#### [What to produce]
As an exercise in exact copying, transcribe the lines below from the one holding "Thank you for the photograph. Please indicate the white church" through the last, with both ends included and pictures left out.

Coordinate annotation entries
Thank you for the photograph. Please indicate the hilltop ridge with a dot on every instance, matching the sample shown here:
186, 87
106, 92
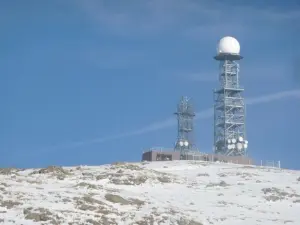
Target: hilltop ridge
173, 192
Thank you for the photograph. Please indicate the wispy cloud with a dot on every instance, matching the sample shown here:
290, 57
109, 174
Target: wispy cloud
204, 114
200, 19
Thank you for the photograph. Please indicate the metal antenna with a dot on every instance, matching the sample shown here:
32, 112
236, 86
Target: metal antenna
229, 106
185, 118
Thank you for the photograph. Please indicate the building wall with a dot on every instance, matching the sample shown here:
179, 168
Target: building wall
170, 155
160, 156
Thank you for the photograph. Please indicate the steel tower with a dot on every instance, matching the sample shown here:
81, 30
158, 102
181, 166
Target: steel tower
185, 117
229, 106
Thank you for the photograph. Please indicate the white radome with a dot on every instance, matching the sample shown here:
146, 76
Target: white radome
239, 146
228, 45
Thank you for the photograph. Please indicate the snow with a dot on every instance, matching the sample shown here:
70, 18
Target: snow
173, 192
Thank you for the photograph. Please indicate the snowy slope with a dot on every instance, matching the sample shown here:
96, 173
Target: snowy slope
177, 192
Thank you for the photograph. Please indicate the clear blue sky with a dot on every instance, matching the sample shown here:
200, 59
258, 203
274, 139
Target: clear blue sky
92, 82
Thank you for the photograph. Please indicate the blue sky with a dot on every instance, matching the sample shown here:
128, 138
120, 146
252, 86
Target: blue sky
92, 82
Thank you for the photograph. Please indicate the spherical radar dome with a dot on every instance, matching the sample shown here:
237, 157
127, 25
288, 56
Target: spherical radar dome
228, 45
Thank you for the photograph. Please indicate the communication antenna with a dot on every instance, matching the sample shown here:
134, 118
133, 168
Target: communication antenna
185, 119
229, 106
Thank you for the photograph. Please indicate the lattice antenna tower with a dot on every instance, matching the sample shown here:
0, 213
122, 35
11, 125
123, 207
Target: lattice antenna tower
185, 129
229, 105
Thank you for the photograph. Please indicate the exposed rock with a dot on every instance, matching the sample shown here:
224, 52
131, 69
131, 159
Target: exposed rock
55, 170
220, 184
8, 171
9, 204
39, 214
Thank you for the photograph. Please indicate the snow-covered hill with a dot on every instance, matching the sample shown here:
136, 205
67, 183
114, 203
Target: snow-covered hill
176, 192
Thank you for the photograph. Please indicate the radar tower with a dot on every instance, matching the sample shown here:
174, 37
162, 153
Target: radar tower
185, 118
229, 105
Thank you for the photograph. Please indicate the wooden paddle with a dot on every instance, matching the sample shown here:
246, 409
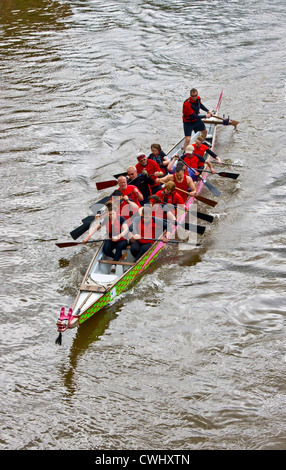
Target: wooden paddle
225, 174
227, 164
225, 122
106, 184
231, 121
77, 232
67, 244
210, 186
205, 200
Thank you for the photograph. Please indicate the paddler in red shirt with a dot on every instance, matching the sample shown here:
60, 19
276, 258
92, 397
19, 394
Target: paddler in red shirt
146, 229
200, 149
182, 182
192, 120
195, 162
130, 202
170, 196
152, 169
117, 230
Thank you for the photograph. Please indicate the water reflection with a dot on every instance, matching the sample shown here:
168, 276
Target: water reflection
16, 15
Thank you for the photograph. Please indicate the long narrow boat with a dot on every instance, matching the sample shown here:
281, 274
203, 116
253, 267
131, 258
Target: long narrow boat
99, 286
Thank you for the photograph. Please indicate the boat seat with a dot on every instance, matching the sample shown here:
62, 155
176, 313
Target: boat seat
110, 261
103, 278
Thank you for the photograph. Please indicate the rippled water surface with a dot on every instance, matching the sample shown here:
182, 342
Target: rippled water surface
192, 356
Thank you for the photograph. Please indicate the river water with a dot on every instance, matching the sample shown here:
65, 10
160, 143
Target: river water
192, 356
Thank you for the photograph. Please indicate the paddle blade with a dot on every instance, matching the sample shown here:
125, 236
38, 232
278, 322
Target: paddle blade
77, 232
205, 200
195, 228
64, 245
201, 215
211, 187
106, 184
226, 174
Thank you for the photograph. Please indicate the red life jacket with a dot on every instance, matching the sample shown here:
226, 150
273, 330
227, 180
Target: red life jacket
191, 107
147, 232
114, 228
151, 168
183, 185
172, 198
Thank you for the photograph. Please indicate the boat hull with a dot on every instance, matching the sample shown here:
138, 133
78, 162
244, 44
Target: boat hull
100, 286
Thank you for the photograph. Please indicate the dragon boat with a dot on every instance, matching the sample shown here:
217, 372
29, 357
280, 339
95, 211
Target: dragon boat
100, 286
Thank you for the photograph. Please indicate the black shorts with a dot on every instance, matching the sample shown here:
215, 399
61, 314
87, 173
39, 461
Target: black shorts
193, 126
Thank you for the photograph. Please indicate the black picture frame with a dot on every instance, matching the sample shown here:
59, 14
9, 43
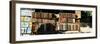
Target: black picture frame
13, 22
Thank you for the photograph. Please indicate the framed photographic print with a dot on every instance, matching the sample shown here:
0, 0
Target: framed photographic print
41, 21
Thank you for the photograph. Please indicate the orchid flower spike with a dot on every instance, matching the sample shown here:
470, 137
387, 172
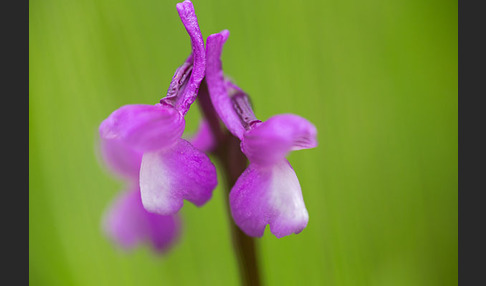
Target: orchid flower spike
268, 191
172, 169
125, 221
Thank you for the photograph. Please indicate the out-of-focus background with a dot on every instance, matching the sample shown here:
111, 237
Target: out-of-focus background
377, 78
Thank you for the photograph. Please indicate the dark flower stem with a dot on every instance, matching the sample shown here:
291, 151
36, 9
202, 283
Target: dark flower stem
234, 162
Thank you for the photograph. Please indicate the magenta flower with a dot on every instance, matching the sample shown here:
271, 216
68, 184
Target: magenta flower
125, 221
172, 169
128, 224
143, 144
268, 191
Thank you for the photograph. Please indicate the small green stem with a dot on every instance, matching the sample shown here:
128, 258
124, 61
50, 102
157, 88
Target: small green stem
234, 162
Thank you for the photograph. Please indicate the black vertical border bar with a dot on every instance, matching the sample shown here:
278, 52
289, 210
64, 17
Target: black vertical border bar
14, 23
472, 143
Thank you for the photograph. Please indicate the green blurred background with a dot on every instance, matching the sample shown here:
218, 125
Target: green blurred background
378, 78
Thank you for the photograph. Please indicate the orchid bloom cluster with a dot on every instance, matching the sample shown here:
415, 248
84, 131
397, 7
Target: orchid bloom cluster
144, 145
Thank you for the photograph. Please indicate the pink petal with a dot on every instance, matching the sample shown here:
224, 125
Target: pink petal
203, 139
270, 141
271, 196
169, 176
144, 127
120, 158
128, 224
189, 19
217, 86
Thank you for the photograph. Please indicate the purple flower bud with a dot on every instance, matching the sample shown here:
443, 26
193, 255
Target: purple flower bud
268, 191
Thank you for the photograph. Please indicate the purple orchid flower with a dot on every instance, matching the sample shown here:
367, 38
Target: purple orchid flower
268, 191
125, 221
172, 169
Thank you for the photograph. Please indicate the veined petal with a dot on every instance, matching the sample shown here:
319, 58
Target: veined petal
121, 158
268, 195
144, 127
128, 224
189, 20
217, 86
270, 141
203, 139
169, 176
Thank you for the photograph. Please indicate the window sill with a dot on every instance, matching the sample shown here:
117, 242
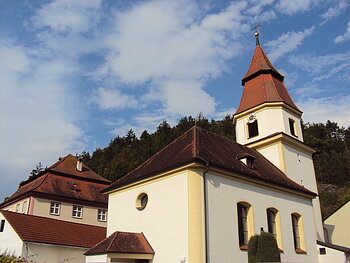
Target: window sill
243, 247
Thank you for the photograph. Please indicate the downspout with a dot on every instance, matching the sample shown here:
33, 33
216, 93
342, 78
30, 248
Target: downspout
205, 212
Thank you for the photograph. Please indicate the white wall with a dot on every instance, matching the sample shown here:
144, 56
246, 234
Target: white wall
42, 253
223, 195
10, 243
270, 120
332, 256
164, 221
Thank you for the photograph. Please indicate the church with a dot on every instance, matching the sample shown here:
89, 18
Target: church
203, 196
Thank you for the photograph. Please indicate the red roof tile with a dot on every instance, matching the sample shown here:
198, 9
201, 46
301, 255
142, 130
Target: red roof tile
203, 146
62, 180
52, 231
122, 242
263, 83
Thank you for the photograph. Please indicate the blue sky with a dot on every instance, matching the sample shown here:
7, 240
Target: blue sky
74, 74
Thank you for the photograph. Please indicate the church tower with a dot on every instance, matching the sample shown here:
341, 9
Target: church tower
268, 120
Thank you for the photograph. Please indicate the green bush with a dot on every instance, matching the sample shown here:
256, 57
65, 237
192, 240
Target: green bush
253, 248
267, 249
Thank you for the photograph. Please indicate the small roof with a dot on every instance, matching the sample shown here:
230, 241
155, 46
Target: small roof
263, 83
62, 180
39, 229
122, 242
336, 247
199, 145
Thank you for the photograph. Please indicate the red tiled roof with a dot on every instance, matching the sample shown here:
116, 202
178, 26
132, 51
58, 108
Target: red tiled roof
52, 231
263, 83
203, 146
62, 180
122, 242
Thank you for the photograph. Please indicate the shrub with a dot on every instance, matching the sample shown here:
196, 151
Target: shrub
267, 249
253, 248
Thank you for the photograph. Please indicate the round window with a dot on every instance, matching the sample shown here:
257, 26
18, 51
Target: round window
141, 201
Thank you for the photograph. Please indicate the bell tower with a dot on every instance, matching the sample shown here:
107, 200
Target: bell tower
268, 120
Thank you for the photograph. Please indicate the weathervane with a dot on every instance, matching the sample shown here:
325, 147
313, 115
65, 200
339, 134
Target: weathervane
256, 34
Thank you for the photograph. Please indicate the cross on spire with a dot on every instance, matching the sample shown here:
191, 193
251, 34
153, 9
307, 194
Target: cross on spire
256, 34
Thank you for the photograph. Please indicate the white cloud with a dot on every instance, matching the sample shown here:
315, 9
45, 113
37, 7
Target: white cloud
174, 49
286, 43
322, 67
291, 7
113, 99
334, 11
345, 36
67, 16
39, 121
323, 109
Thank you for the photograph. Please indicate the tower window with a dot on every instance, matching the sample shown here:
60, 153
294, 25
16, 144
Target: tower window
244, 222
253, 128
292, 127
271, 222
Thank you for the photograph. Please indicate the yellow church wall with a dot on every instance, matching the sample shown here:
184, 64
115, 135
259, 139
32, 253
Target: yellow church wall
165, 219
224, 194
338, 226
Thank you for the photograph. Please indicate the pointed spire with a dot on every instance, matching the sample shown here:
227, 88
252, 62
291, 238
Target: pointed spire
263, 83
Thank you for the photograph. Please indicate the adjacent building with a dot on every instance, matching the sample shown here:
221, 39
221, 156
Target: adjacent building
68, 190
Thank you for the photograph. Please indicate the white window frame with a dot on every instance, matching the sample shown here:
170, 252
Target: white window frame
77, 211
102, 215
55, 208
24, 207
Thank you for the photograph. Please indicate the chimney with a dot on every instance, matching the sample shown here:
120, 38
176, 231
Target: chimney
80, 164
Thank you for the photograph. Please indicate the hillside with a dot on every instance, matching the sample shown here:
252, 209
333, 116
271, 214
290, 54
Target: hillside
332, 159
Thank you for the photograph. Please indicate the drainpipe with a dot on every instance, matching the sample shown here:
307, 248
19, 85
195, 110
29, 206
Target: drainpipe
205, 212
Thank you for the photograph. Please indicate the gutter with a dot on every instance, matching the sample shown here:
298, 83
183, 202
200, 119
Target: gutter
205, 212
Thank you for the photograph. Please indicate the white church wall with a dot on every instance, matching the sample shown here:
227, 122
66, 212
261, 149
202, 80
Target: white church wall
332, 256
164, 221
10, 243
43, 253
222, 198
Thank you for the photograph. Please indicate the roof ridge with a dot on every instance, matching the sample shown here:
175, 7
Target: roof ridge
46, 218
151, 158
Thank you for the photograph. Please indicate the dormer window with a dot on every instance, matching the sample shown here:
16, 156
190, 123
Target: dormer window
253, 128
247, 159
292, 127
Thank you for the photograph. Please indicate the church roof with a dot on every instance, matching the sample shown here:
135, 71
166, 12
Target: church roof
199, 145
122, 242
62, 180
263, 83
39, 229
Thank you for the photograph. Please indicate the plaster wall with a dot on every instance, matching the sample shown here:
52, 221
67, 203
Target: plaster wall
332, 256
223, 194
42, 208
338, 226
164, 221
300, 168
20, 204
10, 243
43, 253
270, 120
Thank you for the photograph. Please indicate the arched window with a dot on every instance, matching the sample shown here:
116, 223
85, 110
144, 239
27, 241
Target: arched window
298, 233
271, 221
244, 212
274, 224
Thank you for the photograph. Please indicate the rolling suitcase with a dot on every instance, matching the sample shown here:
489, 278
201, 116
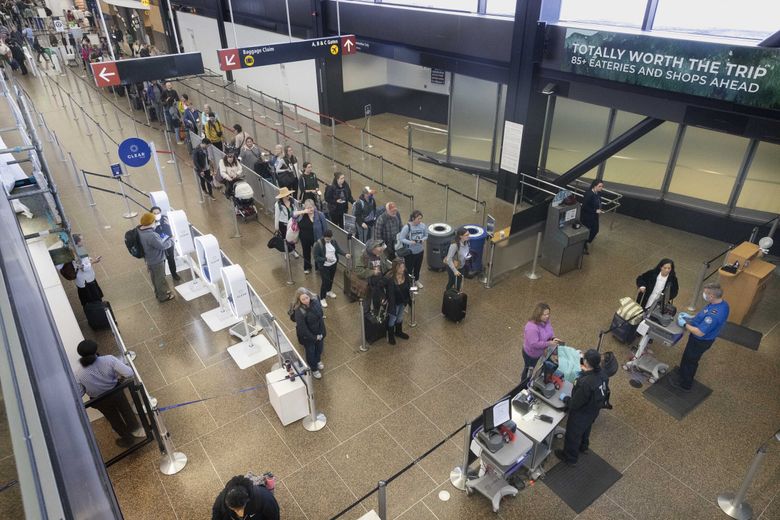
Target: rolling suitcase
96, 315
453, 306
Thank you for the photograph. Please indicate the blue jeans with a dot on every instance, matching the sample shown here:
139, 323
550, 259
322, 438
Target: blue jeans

#### [Task result]
Thank you for the photograph. Please indicate the white church wall with a dot on every instance, matching the sample shown here:
227, 122
66, 212
261, 149
202, 80
Target: white church wall
332, 256
164, 221
10, 243
43, 253
222, 198
Thank you for the photograph. Please indicate the roof ridge with a dot on every instance, matching the sample shown here:
175, 7
Target: roof ridge
46, 218
151, 158
Thank you for the photograph. Please indicate the dormer window with a dot on every instance, matching the sample shown here:
16, 156
190, 123
Target: dormer window
253, 128
247, 159
292, 127
Thank you for the photograph. Please indicate the church roof with a dot on every instance, matching the sample shown here:
135, 71
166, 12
Target: church roof
199, 145
122, 242
62, 180
263, 83
39, 229
Thank you for the photograph. Please indicate the plaster wall with a dot on every instance, matching the sample shown here:
52, 221
67, 203
Target: plaster wall
332, 256
223, 194
42, 208
338, 226
164, 221
300, 168
20, 204
10, 243
43, 253
270, 120
Thank you for the photograph. Please indicate the arched window with a dot on every instance, matching the sample shown here:
116, 223
85, 110
144, 239
27, 241
Target: arched window
298, 233
271, 221
244, 212
274, 224
Thank you for the photograph. Please indicate the rolling suitcase with a dot on every instance, matching the sample shown here:
489, 278
201, 116
Target: rolling suitcase
96, 315
453, 306
Thank you for the photograph. Please indicate the blue jeans with a dot on every instance, matching the sample shown here:
139, 323
550, 259
322, 438
Target: blue jeans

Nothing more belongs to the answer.